Material to process |
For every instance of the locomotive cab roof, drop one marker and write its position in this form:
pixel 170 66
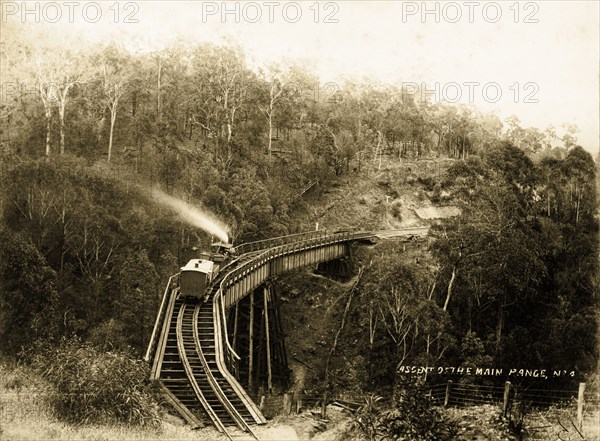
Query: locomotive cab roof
pixel 200 265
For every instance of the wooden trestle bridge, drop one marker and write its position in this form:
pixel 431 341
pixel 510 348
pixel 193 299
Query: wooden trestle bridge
pixel 204 364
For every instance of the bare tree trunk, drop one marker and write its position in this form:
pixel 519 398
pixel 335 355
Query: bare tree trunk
pixel 61 115
pixel 48 112
pixel 270 132
pixel 450 285
pixel 113 118
pixel 158 109
pixel 499 325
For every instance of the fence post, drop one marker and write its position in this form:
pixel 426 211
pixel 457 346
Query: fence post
pixel 580 405
pixel 506 401
pixel 287 404
pixel 324 406
pixel 447 397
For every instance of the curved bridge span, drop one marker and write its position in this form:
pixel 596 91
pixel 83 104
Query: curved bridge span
pixel 190 353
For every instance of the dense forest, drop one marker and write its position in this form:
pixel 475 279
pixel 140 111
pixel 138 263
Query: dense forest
pixel 86 251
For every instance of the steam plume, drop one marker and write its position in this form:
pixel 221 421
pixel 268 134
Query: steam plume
pixel 192 215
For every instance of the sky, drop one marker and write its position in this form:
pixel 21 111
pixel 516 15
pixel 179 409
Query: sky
pixel 537 60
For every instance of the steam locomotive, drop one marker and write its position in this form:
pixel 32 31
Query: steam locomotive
pixel 198 274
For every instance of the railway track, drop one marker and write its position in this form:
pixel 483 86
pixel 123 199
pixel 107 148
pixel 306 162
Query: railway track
pixel 190 374
pixel 194 347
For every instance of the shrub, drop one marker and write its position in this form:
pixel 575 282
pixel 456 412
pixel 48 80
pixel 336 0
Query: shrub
pixel 413 417
pixel 91 386
pixel 396 210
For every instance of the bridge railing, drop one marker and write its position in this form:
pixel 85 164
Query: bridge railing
pixel 276 241
pixel 173 281
pixel 313 239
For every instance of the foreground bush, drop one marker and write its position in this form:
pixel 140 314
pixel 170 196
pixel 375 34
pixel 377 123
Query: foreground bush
pixel 91 386
pixel 412 417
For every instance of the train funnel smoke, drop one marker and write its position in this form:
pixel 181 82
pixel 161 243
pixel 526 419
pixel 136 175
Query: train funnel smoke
pixel 192 215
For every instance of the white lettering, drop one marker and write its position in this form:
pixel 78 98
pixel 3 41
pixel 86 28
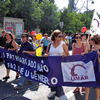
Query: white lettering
pixel 54 81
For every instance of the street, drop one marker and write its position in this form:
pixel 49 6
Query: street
pixel 35 91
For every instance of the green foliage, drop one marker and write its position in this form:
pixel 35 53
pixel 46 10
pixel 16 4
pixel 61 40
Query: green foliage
pixel 50 18
pixel 4 9
pixel 44 14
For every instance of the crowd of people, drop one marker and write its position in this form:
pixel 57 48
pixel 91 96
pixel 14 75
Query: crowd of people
pixel 57 44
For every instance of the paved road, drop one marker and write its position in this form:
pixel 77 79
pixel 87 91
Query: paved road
pixel 35 91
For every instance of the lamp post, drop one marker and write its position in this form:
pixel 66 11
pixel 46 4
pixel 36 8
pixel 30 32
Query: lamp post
pixel 87 13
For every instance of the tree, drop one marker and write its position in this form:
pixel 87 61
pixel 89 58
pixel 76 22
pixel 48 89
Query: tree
pixel 50 18
pixel 4 9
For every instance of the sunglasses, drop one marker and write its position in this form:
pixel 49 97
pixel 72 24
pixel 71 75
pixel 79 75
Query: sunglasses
pixel 78 37
pixel 23 36
pixel 60 36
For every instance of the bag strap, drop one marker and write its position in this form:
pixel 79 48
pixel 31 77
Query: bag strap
pixel 49 47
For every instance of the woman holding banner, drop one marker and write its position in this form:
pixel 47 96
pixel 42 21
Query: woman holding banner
pixel 10 45
pixel 95 42
pixel 78 48
pixel 56 48
pixel 26 47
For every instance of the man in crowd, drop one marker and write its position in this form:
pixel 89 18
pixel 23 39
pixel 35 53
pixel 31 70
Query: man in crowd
pixel 26 47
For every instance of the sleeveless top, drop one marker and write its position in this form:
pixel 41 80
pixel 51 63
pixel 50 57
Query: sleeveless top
pixel 78 51
pixel 58 51
pixel 9 45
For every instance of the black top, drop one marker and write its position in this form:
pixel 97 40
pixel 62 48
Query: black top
pixel 2 41
pixel 9 45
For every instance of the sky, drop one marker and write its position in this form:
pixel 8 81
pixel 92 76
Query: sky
pixel 64 3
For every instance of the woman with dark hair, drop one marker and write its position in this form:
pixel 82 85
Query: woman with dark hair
pixel 10 45
pixel 57 48
pixel 86 41
pixel 95 42
pixel 78 48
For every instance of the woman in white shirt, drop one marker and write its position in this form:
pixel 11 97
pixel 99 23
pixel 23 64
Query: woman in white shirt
pixel 57 48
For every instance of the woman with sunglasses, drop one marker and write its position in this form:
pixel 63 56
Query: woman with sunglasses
pixel 78 48
pixel 10 45
pixel 95 42
pixel 57 48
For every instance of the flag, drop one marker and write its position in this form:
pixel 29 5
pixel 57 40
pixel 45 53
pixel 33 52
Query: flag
pixel 75 70
pixel 95 24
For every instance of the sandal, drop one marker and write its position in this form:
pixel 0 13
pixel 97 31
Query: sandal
pixel 76 90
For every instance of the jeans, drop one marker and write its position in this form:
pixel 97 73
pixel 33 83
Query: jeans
pixel 58 89
pixel 22 79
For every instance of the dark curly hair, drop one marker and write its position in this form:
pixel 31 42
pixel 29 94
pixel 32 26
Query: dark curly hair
pixel 96 39
pixel 77 34
pixel 10 34
pixel 55 33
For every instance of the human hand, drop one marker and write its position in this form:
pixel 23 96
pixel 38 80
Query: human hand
pixel 46 55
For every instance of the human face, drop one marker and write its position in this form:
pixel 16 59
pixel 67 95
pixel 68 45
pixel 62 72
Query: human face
pixel 83 37
pixel 78 37
pixel 8 37
pixel 92 42
pixel 59 37
pixel 24 38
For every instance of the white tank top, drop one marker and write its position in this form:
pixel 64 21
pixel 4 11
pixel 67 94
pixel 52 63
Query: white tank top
pixel 58 51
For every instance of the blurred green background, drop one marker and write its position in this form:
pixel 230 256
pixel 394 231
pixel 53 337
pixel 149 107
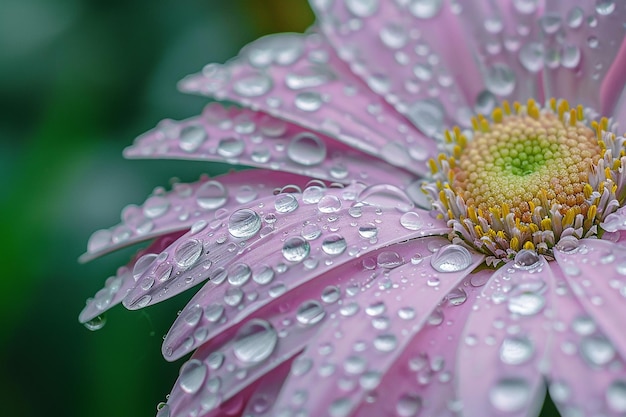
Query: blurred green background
pixel 79 80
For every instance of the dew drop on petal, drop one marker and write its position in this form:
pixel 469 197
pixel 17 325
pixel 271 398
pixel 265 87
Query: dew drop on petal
pixel 296 249
pixel 306 149
pixel 244 223
pixel 334 245
pixel 310 312
pixel 510 394
pixel 451 258
pixel 188 253
pixel 255 341
pixel 516 350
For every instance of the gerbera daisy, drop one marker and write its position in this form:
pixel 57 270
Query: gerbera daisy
pixel 434 230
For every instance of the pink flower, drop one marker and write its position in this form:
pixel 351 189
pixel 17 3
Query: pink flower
pixel 383 261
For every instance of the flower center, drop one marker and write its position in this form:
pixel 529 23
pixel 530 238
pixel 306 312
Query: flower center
pixel 528 177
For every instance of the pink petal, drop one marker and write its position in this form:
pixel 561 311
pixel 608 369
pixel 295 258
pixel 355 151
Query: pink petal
pixel 596 272
pixel 118 286
pixel 504 342
pixel 267 272
pixel 178 209
pixel 587 376
pixel 288 324
pixel 406 57
pixel 299 78
pixel 365 344
pixel 587 37
pixel 241 136
pixel 421 381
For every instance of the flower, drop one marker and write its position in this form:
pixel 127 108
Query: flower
pixel 430 233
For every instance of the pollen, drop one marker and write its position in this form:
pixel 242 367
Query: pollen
pixel 526 176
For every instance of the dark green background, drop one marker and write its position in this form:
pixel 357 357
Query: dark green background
pixel 79 80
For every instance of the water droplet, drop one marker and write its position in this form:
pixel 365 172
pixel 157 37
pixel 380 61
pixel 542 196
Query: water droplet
pixel 296 249
pixel 385 342
pixel 308 101
pixel 96 323
pixel 616 396
pixel 427 115
pixel 244 223
pixel 411 221
pixel 385 196
pixel 211 195
pixel 334 245
pixel 230 147
pixel 425 9
pixel 239 274
pixel 191 137
pixel 510 394
pixel 362 8
pixel 516 350
pixel 285 203
pixel 306 149
pixel 451 258
pixel 188 253
pixel 255 341
pixel 329 204
pixel 310 312
pixel 605 7
pixel 500 79
pixel 527 259
pixel 409 405
pixel 253 86
pixel 597 350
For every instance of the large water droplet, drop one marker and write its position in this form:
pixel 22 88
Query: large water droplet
pixel 516 350
pixel 597 350
pixel 500 79
pixel 334 245
pixel 296 249
pixel 188 253
pixel 211 195
pixel 192 375
pixel 191 137
pixel 244 223
pixel 510 394
pixel 451 258
pixel 306 149
pixel 310 312
pixel 255 341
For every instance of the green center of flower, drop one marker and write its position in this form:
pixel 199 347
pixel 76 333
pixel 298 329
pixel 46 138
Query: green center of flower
pixel 528 177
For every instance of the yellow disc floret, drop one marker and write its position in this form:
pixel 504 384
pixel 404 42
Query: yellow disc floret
pixel 528 177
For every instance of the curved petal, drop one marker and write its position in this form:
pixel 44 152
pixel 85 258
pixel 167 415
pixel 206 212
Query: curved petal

Task details | There is a line with "pixel 510 348" and a line with "pixel 335 355" above. Copy exactly those two lines and all lines between them, with nothing else.

Expected answer |
pixel 510 348
pixel 193 299
Query: wooden trestle bridge
pixel 204 364
For every instance of the bare tree trunk, drop one marker and write its position in this form:
pixel 519 398
pixel 335 355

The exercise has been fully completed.